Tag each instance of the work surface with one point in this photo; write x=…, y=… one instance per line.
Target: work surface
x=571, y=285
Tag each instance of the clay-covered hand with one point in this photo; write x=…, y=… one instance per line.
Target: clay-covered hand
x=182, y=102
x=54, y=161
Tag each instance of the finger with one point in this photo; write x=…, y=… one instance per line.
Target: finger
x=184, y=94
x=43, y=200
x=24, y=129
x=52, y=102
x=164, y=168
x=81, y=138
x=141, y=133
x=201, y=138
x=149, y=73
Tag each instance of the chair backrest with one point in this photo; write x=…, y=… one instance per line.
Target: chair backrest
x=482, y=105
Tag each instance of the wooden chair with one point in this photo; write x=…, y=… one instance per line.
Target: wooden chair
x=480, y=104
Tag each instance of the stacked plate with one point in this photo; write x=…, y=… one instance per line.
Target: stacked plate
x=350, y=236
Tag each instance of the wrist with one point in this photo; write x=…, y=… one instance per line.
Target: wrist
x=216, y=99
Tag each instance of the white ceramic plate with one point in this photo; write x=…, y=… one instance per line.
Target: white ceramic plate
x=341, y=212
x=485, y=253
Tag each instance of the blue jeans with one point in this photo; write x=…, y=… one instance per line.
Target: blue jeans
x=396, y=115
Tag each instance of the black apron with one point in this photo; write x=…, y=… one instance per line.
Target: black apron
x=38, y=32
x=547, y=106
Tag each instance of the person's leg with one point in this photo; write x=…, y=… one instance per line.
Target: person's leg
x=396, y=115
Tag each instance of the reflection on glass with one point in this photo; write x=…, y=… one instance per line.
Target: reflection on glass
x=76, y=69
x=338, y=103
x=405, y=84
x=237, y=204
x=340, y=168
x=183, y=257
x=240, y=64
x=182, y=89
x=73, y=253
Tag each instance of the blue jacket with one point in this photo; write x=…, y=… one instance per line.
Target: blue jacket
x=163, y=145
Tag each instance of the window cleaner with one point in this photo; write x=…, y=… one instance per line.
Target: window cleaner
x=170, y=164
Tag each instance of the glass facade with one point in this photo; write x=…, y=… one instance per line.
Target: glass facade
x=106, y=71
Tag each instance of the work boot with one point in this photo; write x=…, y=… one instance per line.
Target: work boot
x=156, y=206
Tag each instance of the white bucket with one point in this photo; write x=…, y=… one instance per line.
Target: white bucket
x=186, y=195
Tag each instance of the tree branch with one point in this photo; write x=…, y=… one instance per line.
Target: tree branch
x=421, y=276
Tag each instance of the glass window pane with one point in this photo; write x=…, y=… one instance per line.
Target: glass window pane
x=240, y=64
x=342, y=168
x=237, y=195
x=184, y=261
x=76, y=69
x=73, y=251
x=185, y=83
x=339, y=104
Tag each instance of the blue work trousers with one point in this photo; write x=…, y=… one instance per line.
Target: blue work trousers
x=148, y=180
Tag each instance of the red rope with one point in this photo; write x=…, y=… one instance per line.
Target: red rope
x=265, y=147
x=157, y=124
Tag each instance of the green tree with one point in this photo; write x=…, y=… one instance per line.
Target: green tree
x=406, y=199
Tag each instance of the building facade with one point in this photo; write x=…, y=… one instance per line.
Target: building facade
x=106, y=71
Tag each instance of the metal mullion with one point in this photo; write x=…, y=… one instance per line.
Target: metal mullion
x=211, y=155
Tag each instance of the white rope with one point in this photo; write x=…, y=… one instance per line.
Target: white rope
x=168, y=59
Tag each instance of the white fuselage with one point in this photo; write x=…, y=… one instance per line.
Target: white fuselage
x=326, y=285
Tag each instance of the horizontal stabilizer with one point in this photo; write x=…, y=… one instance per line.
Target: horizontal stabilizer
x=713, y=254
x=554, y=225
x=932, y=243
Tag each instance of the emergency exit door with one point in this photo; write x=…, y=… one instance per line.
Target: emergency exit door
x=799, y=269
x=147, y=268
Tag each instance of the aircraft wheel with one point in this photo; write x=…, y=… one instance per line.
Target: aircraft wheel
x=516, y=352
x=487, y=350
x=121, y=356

---

Output exactly, and only, the lines running from the one that contains "Tag each instance of the aircraft" through the last line of the entries above.

## Reply
Tag each instance of the aircraft wheel with one point in this photo; write x=…, y=… one instance per line.
Target: aircraft wheel
x=516, y=352
x=487, y=350
x=121, y=356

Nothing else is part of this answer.